Job
List every line in the data below that contains the string "deck", copying each such line whole.

====

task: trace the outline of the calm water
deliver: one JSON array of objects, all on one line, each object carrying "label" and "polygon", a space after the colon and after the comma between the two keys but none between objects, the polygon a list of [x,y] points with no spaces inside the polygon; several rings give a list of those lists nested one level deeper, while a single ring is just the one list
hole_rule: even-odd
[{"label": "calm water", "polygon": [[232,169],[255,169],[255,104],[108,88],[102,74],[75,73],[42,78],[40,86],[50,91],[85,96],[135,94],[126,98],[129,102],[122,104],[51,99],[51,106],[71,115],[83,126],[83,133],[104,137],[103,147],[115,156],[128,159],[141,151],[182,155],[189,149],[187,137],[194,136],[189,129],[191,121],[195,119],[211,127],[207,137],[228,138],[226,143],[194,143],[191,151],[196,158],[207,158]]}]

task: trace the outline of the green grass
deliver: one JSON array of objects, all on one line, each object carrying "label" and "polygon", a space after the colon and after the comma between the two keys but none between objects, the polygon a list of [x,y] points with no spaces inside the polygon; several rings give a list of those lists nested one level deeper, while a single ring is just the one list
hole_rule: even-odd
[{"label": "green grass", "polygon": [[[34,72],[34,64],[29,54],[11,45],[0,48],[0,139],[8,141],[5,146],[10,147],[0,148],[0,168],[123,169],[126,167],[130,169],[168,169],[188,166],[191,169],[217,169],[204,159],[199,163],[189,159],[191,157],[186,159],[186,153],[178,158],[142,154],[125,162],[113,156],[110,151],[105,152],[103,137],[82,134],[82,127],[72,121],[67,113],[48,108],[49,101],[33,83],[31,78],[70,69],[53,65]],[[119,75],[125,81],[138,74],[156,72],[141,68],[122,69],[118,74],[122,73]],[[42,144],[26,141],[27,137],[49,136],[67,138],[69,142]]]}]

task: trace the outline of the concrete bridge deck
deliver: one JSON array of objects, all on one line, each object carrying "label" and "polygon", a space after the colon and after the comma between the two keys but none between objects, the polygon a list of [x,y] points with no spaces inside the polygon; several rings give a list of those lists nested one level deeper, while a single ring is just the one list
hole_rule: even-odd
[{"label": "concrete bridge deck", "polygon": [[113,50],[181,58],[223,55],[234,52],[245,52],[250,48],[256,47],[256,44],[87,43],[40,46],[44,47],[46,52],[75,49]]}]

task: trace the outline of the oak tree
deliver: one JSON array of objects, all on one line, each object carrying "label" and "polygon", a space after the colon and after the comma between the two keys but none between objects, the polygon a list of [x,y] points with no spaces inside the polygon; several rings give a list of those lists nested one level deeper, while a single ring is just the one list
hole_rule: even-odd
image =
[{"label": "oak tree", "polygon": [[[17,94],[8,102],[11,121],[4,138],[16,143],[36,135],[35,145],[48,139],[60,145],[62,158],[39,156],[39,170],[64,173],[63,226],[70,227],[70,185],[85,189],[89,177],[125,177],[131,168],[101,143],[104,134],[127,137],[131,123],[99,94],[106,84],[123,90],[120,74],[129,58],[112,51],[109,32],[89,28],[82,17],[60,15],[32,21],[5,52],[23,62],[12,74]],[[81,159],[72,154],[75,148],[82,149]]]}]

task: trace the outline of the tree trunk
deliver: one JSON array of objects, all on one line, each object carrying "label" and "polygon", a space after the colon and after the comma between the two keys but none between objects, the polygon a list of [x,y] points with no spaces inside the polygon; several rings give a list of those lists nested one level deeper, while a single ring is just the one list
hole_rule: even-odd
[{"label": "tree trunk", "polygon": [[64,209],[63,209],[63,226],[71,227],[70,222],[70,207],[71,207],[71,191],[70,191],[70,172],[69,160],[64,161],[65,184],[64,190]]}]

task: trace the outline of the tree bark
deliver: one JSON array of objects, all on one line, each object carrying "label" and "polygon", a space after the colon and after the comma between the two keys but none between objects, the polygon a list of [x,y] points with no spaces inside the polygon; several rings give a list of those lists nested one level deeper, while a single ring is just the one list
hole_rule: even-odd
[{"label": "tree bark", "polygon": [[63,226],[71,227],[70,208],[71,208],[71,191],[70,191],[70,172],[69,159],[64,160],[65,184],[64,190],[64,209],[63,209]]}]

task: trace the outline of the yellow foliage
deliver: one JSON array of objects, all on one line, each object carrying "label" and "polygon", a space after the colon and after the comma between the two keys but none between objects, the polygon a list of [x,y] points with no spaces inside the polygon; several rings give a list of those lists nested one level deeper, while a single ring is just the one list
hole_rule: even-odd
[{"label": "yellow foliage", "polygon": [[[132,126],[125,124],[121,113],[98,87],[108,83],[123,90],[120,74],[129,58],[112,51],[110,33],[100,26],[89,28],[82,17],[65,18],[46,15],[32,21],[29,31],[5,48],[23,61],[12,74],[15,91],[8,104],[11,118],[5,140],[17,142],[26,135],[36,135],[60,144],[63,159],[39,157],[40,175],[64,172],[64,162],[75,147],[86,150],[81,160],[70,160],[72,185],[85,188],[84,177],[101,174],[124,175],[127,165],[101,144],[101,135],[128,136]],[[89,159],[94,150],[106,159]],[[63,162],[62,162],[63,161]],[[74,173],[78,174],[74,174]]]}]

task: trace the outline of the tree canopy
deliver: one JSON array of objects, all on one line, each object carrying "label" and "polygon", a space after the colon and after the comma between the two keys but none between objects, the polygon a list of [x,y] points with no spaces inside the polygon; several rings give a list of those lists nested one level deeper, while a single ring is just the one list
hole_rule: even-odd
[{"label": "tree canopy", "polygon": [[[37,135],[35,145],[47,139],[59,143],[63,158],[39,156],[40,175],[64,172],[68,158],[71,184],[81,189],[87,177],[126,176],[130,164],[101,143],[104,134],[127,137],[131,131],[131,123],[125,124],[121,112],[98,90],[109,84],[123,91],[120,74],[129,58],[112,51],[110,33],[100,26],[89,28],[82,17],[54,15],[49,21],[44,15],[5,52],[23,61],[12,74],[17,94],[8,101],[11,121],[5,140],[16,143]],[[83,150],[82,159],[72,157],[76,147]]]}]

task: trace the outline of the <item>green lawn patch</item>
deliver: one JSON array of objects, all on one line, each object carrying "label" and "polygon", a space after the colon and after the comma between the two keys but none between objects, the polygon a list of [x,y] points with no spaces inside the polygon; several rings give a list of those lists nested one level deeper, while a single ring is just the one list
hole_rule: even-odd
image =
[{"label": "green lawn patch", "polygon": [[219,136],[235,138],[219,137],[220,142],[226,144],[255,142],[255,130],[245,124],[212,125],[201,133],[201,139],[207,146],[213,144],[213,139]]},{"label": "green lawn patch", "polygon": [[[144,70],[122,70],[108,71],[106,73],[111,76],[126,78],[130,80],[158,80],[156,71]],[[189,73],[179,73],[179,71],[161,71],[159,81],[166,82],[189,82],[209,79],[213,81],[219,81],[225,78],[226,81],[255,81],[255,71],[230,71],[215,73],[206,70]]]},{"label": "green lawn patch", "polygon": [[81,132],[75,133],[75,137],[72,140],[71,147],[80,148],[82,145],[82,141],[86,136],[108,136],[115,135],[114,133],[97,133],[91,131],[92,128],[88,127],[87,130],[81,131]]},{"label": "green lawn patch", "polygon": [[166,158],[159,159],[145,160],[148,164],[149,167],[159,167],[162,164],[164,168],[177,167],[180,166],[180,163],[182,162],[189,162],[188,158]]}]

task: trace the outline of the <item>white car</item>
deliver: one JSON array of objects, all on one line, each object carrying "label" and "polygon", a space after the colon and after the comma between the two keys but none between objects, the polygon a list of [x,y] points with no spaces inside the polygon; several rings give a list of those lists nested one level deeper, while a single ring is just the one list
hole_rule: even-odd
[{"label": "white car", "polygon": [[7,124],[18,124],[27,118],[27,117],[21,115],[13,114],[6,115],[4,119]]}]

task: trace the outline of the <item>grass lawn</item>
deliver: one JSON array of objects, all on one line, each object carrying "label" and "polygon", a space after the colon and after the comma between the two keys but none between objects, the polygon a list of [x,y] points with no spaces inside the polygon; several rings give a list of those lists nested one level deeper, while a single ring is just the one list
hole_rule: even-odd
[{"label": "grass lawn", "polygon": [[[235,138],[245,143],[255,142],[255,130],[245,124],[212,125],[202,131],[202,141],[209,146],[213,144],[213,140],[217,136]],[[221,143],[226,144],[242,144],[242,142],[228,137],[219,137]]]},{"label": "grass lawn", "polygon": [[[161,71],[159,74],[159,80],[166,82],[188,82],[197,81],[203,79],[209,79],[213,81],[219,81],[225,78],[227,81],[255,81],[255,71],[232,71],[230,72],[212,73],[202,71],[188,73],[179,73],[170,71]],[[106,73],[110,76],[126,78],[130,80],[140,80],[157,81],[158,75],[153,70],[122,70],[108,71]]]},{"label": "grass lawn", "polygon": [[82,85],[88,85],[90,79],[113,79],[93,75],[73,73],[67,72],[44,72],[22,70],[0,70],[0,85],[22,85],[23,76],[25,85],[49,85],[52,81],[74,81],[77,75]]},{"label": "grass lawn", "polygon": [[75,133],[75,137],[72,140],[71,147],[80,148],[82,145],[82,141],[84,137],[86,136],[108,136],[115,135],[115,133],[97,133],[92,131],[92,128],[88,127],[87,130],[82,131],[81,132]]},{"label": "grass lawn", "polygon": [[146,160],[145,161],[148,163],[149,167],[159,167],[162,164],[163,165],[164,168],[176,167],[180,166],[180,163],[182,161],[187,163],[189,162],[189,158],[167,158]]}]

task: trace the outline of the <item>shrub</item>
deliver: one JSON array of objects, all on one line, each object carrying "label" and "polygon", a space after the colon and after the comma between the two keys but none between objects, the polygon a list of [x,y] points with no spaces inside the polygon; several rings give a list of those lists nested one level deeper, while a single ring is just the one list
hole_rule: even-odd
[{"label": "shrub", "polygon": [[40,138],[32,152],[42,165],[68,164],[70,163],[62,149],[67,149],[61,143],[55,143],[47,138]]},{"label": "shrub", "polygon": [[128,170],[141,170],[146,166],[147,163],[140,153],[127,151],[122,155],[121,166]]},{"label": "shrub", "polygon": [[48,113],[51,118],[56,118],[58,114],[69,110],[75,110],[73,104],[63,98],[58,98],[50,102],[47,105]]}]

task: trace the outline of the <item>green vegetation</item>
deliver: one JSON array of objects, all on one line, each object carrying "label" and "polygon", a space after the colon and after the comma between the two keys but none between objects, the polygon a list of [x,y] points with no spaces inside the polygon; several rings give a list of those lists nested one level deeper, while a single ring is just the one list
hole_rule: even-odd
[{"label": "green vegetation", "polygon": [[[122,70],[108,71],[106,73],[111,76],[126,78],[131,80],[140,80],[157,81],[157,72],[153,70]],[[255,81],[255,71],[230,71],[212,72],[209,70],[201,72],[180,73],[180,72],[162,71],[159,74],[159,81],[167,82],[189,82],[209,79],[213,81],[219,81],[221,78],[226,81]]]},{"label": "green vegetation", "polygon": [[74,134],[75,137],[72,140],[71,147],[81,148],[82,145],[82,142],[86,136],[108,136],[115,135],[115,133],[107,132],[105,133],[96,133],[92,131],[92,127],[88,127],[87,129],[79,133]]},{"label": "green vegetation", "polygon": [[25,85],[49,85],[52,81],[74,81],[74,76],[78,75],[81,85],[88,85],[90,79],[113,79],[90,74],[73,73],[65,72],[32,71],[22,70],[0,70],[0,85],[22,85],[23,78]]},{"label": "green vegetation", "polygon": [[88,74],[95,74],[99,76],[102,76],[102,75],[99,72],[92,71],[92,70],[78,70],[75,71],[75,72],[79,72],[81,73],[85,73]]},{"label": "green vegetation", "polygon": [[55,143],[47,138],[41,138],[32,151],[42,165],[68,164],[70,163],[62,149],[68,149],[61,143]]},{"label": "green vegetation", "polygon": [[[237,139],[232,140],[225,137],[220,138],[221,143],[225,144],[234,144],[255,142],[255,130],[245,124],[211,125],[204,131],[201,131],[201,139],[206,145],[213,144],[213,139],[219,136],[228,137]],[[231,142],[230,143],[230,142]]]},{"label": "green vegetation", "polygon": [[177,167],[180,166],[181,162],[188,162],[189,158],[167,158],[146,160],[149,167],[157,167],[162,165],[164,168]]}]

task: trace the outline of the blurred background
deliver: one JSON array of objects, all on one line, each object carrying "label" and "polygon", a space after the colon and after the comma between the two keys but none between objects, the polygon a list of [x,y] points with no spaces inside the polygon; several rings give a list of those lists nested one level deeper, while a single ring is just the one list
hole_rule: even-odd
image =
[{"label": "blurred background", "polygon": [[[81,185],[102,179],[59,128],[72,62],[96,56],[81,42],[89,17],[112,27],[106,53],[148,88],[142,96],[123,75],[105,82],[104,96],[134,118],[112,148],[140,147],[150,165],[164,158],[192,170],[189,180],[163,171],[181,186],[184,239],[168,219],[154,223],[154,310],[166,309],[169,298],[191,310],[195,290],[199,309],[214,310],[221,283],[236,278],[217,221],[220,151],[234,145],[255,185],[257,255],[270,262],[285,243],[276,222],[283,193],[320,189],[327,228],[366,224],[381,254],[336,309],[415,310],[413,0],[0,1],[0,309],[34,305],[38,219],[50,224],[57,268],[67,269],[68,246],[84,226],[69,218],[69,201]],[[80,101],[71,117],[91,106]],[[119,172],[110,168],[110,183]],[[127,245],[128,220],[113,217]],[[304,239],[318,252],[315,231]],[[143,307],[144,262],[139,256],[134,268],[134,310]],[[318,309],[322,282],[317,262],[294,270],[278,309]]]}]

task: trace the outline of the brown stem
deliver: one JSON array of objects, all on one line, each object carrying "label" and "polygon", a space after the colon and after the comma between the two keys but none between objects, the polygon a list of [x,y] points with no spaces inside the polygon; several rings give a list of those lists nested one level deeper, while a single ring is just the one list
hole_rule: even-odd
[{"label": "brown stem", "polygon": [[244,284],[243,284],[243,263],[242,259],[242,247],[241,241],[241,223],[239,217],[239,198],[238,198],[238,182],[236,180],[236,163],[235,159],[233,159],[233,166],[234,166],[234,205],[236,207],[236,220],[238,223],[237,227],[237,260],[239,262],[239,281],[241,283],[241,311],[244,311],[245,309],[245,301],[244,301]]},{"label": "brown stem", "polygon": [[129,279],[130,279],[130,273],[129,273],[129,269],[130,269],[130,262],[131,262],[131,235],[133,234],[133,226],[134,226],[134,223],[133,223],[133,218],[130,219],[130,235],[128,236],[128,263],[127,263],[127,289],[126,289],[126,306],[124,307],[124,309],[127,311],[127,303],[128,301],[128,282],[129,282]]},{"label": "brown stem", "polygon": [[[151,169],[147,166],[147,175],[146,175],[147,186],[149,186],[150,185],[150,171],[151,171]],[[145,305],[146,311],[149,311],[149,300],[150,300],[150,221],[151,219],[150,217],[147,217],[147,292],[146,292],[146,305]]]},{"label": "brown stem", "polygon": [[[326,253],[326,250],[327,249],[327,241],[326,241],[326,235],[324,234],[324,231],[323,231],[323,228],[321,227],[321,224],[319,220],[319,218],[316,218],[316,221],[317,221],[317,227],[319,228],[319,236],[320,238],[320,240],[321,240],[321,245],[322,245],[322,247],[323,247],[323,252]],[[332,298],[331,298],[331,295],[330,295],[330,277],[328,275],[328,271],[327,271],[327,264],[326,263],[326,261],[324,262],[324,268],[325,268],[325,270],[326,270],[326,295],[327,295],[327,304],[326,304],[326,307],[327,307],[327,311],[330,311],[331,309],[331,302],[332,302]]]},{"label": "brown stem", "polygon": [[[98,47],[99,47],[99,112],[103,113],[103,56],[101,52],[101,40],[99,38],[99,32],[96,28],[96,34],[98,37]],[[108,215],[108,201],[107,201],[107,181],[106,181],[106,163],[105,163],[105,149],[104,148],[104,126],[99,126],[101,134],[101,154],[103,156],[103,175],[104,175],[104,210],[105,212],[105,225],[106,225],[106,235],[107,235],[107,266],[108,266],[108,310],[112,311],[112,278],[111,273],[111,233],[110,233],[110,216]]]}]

====

Answer to the exercise
task: trace the outline of the concrete bridge deck
[{"label": "concrete bridge deck", "polygon": [[113,50],[181,58],[223,55],[234,52],[245,52],[250,48],[256,47],[256,44],[87,43],[40,46],[44,47],[46,52],[75,49]]}]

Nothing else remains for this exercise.